:: PROBLEM TO WORK ON ::
Please lay out all the records below as a numbered list, with blank lines and pictures left out.

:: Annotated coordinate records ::
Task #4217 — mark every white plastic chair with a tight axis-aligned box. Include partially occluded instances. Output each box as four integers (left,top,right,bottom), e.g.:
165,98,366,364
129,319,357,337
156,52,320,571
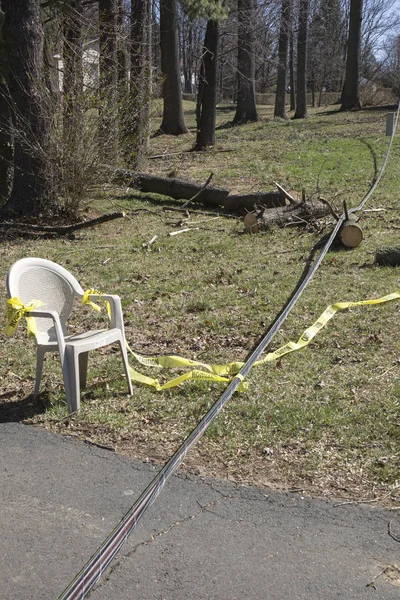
7,258,133,413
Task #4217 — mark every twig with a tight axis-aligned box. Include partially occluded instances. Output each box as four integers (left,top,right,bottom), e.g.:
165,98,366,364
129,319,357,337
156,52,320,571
274,181,298,204
182,173,214,208
333,496,385,508
142,235,158,250
388,521,400,542
343,200,349,221
168,227,200,237
0,212,125,235
320,197,339,221
162,206,242,221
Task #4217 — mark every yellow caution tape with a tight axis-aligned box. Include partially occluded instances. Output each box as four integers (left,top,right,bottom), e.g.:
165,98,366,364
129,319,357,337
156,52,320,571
127,291,400,390
129,367,248,392
3,296,44,338
82,289,111,319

:: PROBLEM SOLUTION ::
1. Task #4217 — mark every white plastic chair with a tight axis-aligned box. Include partially occluded instances. Output each box as four integers (left,top,right,bottom), e.g.:
2. 165,98,366,364
3. 129,319,357,337
4. 156,52,320,571
5. 7,258,133,413
6. Task #4217 — mark every twig with a tight axis-aligned box. Include partially occluded instances. Output each box as four integers (left,top,right,bottom), e.g.:
7. 165,98,366,364
8. 129,319,357,337
9. 156,52,320,571
10. 274,181,298,204
11. 182,173,214,208
12. 333,496,385,508
13. 142,235,158,250
14. 388,521,400,542
15. 343,200,349,221
16. 168,227,200,237
17. 0,212,125,235
18. 320,197,339,221
19. 162,206,242,221
20. Task #4217 — mark every yellow caution tape with a tight axis-aligned box. Include partially occluded instances. Output each box as four integers (left,top,right,bottom), e.g.:
21. 165,98,366,364
22. 129,319,357,337
23. 156,52,320,571
24. 127,291,400,390
25. 129,367,248,392
26. 3,296,44,338
27. 82,289,111,319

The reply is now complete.